# [Description of the task]
Nothing in the records should change; write them all out exactly.

──────── Records for this exercise

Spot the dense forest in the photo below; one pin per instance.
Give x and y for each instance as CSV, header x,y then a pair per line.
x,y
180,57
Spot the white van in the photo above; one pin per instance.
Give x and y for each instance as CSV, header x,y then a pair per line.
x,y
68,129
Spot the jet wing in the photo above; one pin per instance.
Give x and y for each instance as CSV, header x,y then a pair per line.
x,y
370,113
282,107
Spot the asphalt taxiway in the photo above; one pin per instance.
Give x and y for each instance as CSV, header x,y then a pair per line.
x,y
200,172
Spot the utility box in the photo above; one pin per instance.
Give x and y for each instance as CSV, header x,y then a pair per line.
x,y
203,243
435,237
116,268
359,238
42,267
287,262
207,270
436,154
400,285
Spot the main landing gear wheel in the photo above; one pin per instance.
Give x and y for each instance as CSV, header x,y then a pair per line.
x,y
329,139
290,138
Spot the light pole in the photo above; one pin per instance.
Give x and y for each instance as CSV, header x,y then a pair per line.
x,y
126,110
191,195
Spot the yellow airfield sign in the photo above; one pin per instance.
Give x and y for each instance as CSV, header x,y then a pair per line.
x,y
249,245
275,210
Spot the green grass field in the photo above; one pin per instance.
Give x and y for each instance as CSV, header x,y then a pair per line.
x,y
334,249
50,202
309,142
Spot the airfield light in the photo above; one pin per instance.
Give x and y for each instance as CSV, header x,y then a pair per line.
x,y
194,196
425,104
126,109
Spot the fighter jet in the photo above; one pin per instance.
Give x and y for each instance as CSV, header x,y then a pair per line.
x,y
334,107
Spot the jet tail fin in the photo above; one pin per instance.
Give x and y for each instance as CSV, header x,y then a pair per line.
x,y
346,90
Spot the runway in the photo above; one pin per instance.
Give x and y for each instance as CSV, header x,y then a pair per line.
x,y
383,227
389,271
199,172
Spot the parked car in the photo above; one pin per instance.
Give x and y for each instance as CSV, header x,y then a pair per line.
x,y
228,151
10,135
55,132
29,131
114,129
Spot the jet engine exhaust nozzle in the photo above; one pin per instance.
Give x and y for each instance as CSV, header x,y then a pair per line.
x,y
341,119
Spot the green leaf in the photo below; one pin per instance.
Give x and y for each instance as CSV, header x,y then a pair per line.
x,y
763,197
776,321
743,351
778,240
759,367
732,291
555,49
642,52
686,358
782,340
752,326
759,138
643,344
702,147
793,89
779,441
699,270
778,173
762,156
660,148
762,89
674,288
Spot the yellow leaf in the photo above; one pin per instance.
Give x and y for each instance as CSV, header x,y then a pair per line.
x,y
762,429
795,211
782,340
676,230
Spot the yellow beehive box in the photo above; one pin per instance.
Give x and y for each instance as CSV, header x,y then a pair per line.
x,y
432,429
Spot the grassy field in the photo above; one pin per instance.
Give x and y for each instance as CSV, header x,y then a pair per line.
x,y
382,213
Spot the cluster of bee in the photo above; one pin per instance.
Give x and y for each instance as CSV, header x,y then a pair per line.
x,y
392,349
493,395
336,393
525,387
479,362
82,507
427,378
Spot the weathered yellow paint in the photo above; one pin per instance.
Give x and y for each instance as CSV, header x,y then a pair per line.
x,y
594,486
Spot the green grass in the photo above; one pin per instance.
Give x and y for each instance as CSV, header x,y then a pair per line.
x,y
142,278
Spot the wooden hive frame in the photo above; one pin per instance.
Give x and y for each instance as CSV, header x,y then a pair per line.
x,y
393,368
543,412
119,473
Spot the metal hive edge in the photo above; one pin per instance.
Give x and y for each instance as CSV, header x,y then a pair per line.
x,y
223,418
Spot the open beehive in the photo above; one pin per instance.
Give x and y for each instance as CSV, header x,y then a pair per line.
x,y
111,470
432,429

────────────────

# [Exercise output]
Spot the dense forest in the photo below; one pin per instance.
Give x and y for each instance as CSV, header x,y then a pair per line.
x,y
180,57
Spot the white van in the photo above; one pin per instance.
Give x and y for each instance as CSV, header x,y then a pair per line.
x,y
68,129
Spot the jet wing in the photo above; one pin per instance.
Give x and y for each instance as CSV, header x,y then a pair per line.
x,y
370,113
282,107
Spot the asphalt taxiway in the photo above; one pin per instance.
Give x and y for each instance as CSV, header x,y then a pair per line.
x,y
200,172
Spot the utility box in the photo above; one pin per instance.
Give x and y for each instance as CSV, header x,y then a pair per line.
x,y
203,243
435,237
116,268
359,238
42,267
287,262
207,270
436,154
400,285
Spot the main landing gear wheel in the photo above; one pin per instance.
Give x and y for each instance as CSV, header x,y then a pair per line.
x,y
329,139
290,138
Spot the light pole in the photo above; one pin per instance.
Give x and y for each instance as CSV, header x,y then a pair per line.
x,y
126,110
191,195
Spot the yellow airfield sign in the photo above; one pin per instance.
Give x and y for each instance as CSV, header x,y then a pair per line.
x,y
249,245
275,210
Spot the green grass field in the photo above; one pin per instance.
Give x and y for each instance as CSV, header x,y then a pair per line.
x,y
334,249
50,202
309,142
Spot the airfield light in the photo above; one pin per instance.
Give x and y for each instance as CSV, header x,y then a pair per line.
x,y
194,196
425,104
126,109
Spot the fighter jet in the photo above; one pin per instance.
Give x and y for each instance as CSV, header x,y then a pair per line.
x,y
334,107
Spot the jet tail fin in the photo above; one pin per instance.
Give x and y for each instance as CSV, header x,y then a pair per line.
x,y
346,90
Spot the runway in the photo above; one pin per instance.
Give x and y for each instance as CSV, header x,y then a pair per line.
x,y
383,227
389,271
199,172
Spot the parked car in the photo above; one pin per instance.
Give x and y for each instance as CSV, header x,y then a pair per line.
x,y
228,151
10,135
55,132
29,131
114,129
Spot the jet engine exhaust nozzle in the photo above; one pin per instance.
Give x and y for each instance as CSV, header x,y then a pair per line.
x,y
341,119
Spot the green leaf in the photo below; one pin per instance.
Give x and y for each instance as CSV, header x,y then a pair per line.
x,y
763,197
776,321
743,351
778,240
759,367
732,291
555,49
642,52
686,358
782,340
752,326
759,138
643,344
702,147
793,89
779,441
699,270
778,173
762,156
660,148
762,89
674,288
Spot the yellow leaf in the photo above; one pin per instance.
Give x and y for each instance as CSV, header x,y then a pair per line.
x,y
762,429
795,211
782,340
676,230
Spot the yellow beehive box in the photo above; one pin per instance.
Give x and y for each instance as CSV, header x,y then a pair per line.
x,y
432,429
Spot the grassy field in the photo above; one pin per instance.
Give x and y for each instance as CSV, header x,y then a pair per line.
x,y
382,213
Spot the cluster of bee in the photo above; one pin per instance.
Give x and y for each instance as CSV, header x,y then a pair per line.
x,y
392,349
493,395
336,393
525,387
479,362
82,507
427,378
Spot the weathered yellow paint in the photo above; one pin per instance.
Give x and y for each instance as CSV, header x,y then a pair per line.
x,y
594,486
Spot the green grass in the photo above; one pin per instance.
Give x and y for each instance as CSV, header x,y then a pair per line.
x,y
142,278
Spot the wooden hive frame in the photo above; one pin per instance.
Give x and y for each instance as CSV, header x,y then a pair per line.
x,y
393,368
543,412
119,473
Spot the metal hive edge in the photo above; one pin per instance.
Give x and y for each instance as CSV, header x,y then a pair per line.
x,y
223,418
Spot the open beehive in the photo above; one pin per instance.
Give x and y for each instance as CSV, header x,y then a pair per line.
x,y
111,470
432,429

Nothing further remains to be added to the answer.